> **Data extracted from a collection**
....

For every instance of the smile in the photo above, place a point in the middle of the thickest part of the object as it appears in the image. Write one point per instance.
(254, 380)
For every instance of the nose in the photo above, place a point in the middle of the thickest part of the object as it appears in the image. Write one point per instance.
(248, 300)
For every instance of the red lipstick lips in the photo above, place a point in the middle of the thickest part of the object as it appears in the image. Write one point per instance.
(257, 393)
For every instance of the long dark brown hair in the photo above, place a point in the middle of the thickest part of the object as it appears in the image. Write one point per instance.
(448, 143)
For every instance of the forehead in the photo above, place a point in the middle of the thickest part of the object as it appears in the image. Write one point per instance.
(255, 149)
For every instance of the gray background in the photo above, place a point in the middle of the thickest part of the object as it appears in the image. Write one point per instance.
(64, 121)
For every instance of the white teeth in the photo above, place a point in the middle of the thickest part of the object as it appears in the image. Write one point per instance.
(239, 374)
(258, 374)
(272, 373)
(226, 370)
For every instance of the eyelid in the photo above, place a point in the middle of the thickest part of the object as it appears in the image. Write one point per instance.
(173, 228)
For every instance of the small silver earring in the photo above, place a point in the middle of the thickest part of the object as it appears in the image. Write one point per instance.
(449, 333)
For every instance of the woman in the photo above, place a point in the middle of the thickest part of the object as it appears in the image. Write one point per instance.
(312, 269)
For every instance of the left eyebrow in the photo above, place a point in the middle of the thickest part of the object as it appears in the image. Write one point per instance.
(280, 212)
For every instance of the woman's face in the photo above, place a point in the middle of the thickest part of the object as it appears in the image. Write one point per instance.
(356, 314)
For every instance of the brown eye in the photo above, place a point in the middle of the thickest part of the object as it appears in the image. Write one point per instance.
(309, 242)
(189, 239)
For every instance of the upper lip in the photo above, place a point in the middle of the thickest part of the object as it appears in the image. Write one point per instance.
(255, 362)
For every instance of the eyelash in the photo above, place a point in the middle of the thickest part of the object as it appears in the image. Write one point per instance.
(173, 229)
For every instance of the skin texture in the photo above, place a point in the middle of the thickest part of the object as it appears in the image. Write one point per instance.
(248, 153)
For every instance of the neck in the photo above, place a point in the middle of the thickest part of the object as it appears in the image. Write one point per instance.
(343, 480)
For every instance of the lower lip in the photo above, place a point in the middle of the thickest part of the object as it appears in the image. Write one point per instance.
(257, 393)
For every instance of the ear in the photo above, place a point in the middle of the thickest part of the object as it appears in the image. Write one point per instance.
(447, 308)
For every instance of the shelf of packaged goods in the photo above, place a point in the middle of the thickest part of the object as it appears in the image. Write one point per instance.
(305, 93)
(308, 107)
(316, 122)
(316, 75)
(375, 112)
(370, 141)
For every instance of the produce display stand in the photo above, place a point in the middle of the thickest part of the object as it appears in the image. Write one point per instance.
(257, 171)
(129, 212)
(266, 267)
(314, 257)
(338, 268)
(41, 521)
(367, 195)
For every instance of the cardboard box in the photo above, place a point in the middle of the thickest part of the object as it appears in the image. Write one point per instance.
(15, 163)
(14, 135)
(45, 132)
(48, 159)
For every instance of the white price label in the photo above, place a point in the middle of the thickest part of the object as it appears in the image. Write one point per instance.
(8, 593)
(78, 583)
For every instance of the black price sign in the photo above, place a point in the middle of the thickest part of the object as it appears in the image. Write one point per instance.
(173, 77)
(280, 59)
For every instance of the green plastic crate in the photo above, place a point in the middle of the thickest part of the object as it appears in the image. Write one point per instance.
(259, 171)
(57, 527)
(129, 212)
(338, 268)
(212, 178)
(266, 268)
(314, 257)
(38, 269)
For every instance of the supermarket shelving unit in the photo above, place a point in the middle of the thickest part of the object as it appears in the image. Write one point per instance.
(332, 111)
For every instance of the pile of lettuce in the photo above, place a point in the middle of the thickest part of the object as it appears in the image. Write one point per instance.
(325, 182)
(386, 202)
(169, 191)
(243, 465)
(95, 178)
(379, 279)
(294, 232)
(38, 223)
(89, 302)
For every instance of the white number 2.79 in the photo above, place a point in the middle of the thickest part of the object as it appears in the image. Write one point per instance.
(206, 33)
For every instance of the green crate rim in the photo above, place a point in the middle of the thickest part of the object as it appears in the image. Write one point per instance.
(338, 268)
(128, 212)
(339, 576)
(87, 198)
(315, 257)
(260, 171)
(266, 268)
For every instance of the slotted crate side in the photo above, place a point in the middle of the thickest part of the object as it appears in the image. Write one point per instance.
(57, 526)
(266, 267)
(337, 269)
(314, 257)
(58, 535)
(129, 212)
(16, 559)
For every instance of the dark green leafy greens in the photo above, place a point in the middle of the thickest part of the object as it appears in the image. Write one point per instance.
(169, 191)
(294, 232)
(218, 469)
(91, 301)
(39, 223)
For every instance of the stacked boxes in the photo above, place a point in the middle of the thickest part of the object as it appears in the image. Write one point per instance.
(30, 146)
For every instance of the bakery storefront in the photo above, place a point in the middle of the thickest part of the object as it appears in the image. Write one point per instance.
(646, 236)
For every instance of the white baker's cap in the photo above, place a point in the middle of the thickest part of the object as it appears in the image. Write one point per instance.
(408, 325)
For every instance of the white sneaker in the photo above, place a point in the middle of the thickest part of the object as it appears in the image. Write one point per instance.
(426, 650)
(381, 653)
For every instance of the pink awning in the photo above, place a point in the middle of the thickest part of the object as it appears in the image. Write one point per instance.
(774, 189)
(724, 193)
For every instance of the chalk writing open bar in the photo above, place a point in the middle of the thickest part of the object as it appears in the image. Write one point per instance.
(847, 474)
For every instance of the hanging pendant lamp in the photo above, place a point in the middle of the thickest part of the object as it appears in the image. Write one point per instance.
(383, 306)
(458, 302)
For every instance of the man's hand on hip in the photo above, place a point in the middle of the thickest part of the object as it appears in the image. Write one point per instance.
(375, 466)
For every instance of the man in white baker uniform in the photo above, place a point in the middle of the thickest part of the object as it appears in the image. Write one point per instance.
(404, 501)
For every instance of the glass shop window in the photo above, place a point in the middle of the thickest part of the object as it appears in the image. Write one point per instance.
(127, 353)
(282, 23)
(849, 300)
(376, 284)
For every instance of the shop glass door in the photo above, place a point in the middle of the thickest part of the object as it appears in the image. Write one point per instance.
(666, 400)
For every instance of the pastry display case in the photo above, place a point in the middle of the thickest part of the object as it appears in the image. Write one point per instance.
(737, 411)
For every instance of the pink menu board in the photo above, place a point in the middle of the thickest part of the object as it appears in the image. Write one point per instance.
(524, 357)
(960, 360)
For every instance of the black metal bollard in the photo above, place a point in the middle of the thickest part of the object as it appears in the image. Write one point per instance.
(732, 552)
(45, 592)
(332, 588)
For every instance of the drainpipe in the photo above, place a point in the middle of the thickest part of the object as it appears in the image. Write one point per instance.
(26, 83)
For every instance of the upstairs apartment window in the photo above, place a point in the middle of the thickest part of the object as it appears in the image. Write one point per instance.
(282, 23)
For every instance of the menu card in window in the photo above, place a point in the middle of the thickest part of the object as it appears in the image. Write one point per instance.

....

> **Work to be completed**
The answer consists only of the lines from the one containing "For every instance of the hanging" to the end of the records, each written out exactly.

> **Complete output**
For every instance of the hanging pendant lamp in the photo above, place a point in the middle of the thickest part of the object as it appears in the image. Write one point per instance.
(383, 306)
(458, 302)
For every instance of the man's hand on hip in the photo above, place a point in the middle of the thickest part of the object as it appears in the image. Write one point per instance.
(375, 466)
For every instance of the man in white baker uniform in the photo above, place a point in the middle of the thickest part of the object as it appears in the image. Write one point per instance.
(404, 501)
For every instance of the glass shop window in the photo above, place a point in the middle of the thickest part of the object as it appears in the image. Write one point per instance.
(127, 353)
(282, 23)
(849, 300)
(376, 284)
For every instance of the shop glass door in the photo above, place a point in the middle of the thickest part of the object as it appears in the image. Write one point per instance.
(666, 400)
For every instance of the pastry display case in the photo above, place a point in the middle of the thickest part of the object as it appears in the image. Write one point per instance.
(737, 411)
For every instance of the pink menu board in the photo above, place a point in the middle of the thickest part of the object as it appears in the image. Write one point per instance.
(524, 357)
(960, 360)
For every instance of the black metal bollard in the photo above, place a point in the middle of the thickest part of the object as it appears in the image. Write one point per instance.
(732, 552)
(45, 592)
(332, 588)
For every instance of the drainpipe in the photo above, place a point in the middle of the thickest part of the object as it appears in the image. Write one point per instance.
(26, 83)
For every instance of the upstairs apartment window in the photo above, place a point in the middle of the thickest part of the object as it appears in the image. Write one point per instance.
(282, 23)
For every instance of the menu card in window in the photo above, place a point in the middle of the thickest part of the object as it appears in the image. Write one point per instance.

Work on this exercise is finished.